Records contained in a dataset
● ● ● ●

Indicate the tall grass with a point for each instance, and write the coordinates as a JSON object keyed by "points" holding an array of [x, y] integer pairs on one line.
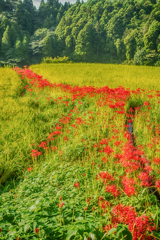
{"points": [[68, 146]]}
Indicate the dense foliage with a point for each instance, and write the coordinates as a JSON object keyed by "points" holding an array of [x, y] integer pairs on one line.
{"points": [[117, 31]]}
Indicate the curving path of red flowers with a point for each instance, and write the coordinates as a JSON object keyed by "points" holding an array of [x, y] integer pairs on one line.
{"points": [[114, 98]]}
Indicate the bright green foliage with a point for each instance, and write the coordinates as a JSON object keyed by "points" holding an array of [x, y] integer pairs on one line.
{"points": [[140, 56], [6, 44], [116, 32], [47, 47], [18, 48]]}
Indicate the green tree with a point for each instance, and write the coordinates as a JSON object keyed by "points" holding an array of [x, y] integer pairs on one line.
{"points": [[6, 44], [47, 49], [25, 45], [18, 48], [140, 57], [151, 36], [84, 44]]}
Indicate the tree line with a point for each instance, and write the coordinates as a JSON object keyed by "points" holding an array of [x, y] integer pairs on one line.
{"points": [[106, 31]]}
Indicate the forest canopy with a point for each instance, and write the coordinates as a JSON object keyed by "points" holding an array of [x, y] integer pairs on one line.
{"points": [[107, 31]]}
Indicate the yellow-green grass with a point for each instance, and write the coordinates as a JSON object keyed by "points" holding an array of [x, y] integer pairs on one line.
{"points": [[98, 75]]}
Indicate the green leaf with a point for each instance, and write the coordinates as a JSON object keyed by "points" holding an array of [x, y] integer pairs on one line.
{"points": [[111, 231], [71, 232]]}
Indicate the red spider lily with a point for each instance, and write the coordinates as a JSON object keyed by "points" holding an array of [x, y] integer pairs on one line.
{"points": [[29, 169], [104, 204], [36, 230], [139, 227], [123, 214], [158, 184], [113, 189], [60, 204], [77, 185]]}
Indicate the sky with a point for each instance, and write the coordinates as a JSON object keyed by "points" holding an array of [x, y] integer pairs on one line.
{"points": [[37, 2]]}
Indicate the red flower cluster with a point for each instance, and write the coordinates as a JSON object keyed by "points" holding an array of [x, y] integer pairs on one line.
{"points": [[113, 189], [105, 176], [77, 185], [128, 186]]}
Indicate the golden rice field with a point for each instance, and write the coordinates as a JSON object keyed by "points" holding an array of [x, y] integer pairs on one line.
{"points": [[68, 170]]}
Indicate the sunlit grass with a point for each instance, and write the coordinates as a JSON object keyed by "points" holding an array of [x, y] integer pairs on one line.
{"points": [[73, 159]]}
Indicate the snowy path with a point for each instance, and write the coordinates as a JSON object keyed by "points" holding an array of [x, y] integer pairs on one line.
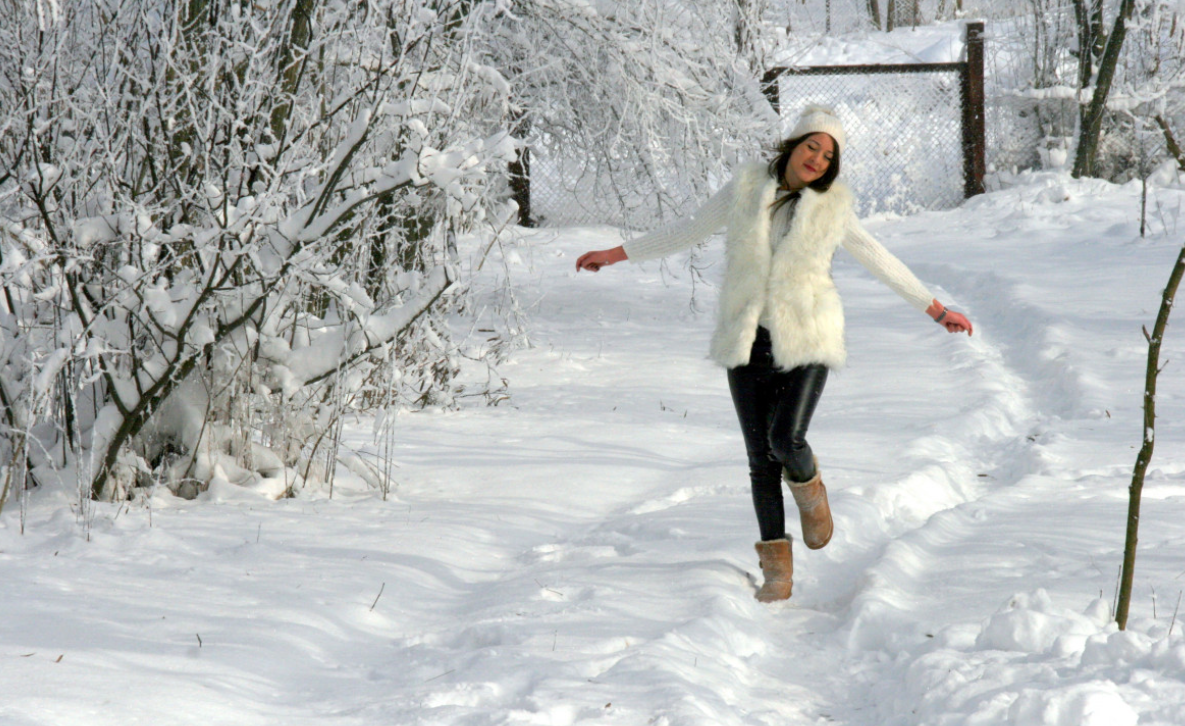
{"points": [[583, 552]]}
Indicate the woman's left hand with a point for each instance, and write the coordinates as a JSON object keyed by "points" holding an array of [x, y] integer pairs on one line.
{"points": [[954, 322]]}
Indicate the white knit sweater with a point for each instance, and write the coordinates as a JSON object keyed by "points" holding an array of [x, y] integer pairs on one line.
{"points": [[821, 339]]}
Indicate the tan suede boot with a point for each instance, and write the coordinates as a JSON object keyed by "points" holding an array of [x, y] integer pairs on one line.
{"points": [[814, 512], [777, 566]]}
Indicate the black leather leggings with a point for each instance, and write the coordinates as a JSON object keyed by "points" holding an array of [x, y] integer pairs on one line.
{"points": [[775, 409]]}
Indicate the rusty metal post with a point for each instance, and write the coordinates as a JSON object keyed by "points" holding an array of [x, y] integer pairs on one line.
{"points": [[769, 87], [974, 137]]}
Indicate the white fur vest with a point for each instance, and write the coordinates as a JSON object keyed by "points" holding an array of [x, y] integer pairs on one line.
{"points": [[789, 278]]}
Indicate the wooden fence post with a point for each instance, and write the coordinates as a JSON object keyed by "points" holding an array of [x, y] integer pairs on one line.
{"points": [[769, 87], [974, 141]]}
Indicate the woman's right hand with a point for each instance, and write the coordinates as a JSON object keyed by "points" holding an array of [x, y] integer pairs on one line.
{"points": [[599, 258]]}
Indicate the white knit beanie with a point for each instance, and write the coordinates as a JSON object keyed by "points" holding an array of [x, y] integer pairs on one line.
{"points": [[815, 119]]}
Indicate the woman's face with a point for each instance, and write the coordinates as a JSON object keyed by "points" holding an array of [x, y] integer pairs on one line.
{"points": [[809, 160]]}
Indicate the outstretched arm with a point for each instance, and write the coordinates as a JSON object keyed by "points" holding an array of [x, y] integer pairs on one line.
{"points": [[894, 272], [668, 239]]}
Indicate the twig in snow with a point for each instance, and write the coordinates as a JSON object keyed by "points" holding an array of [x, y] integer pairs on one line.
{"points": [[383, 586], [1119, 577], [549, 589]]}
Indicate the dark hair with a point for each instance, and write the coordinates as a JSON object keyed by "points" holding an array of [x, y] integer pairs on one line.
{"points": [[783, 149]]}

● ● ● ●

EXERCISE GOAL:
Transcribe the full listing above exactly, with the images removed.

WRITTEN ANSWER:
Indicate the tall grass with a point for each instance, and write the coordinates as a JSON object keyed by "points" holding an array of [x, y] integer pairs on one line.
{"points": [[68, 146]]}
Indicate the dense foliage with a point for each instance, and write the coordinates as a JSON object keyed by "points" holding an array of [x, y] integer pairs on one line.
{"points": [[117, 31]]}
Indicate the curving path of red flowers with a point for each instance, and write the coordinates as a JSON object keyed by "points" holding an array of [x, y] integer pairs on one line.
{"points": [[114, 98]]}
Indicate the bright green foliage with a point for each instance, and write the coordinates as a JSON object keyed by "points" holding an array of [x, y] integer pairs on one line.
{"points": [[140, 56], [6, 44], [116, 32], [47, 47], [18, 48]]}
Indicate the green tree with a point for each instance, and write the coordinates as a JSON object keyed by "points" holding an array of [x, y] integer pairs on one line.
{"points": [[6, 44], [47, 49], [25, 45], [18, 48], [140, 57], [151, 36], [84, 44]]}
Indicate the tree line with a point for each instance, and write the coordinates as a JSON object keyed by "points" holding an array of [x, y] integer pairs on one line.
{"points": [[106, 31]]}
Indicate the forest canopy with a point for each instance, and write the coordinates as a JSON object keyed by "points" holding an array of [x, y] integer pairs on one line.
{"points": [[107, 31]]}
Indicate the yellow-green grass with a point for each instance, and write the coordinates as a JSON object keyed by "points" holding an array of [x, y] integer pairs on one line.
{"points": [[98, 75]]}
Indicate the green leaf with a point for each instance, and write the coordinates as a JSON object keyed by "points" holding an array of [x, y] integer pairs on one line.
{"points": [[111, 231], [71, 232]]}
Indicate the red spider lily with a point for each instance, and write the coordinates as a JSON object keyed by "points" holding an array of [x, y] integer pairs on one line.
{"points": [[29, 169], [104, 204], [36, 230], [139, 227], [123, 214], [158, 184], [113, 189], [60, 204], [77, 185]]}
Indicate the sky with a point for each instance, and write the coordinates as a JSON object keyed by "points" holding an array of [x, y] integer pairs on one line.
{"points": [[37, 2]]}
Indicate the red flower cluster with a point for each instance, and write the coordinates as a JSON object keyed by "points" holding an array of [x, y] integer pairs on one line.
{"points": [[113, 189], [105, 176], [77, 185], [128, 186]]}
Indicate the golden rice field with a point for each instance, and write the coordinates as a JSON object keyed by "points" holding an array of [x, y] integer pairs on one line.
{"points": [[68, 170]]}
Indicate the sunlit grass with a point for each instance, and write the coordinates as a JSON object keyed by "points" holding an array of [x, y] integer pairs on one line.
{"points": [[73, 159]]}
Indicate the snowy path with a point for each instance, and write the coordinates as a JSON object keyed by "points" holding an array of [x, y] integer pairs on one line.
{"points": [[583, 552]]}
Indicate the woman's left hand with a point for each instance, and write the coordinates as a JSON object keyed by "points" holding an array of [x, y] integer pairs on one line.
{"points": [[954, 322]]}
Indicate the white knit sweater with a point for each instance, and write the coordinates as a JSON object keyed by "points" holding an array of [x, y] integer pairs on one line.
{"points": [[821, 339]]}
Indicate the tan suede boot with a point for each instance, and write the coordinates as a JSON object keyed by "points" holding an array of [x, y] integer pairs on one line.
{"points": [[814, 512], [777, 566]]}
Indicate the black leather leggings with a point for each instance, and write the coordinates as a JSON object keyed by "points" holding an array of [x, y] integer pairs on one line.
{"points": [[775, 409]]}
Indicate the rusty metal post with a point for each instance, and write the coordinates as a JSON object keyed by "points" holding an array of [x, y] integer pairs on one line.
{"points": [[769, 87], [974, 137]]}
Indicate the white fur vest with a point for each instance, and write the coordinates as a JSON object keyed by "points" holding an array of [x, y] integer pairs on one line.
{"points": [[789, 278]]}
Indicate the wooden fence post with a point for each instance, and write the coordinates as a JSON object keyed by "points" holding an array of [x, y] integer pairs on one line.
{"points": [[769, 87], [974, 141]]}
Indicate the woman's right hand with a point for each instance, and write the coordinates as a JSON object keyed by "points" holding an array of [x, y] integer pairs on one line.
{"points": [[599, 258]]}
Indicate the white knit beanie with a point for each instance, and write the coordinates as a JSON object keyed by "points" holding an array of [x, y] integer pairs on one line.
{"points": [[815, 119]]}
Indicate the woman's face with a point for each instance, and write the coordinates as a JSON object keyed by "points" holding an array of [x, y] integer pairs on one line.
{"points": [[809, 160]]}
Indicate the outstretched arm with a point for each instance, and write the coordinates as a JSON object keyed by "points" holding an array of [x, y] integer pairs on one line.
{"points": [[894, 272], [668, 239]]}
Indicate the twig in snow with a point for each instance, and write the coordinates as a JSON object keyed by "points" holding an array of [x, y] integer pairs on one line.
{"points": [[383, 586], [1119, 577], [549, 589]]}
Indicate the dark hair with a point for each instance, and write the coordinates as a JSON object keyed by "points" holding an array of [x, y] integer pairs on one line.
{"points": [[783, 149]]}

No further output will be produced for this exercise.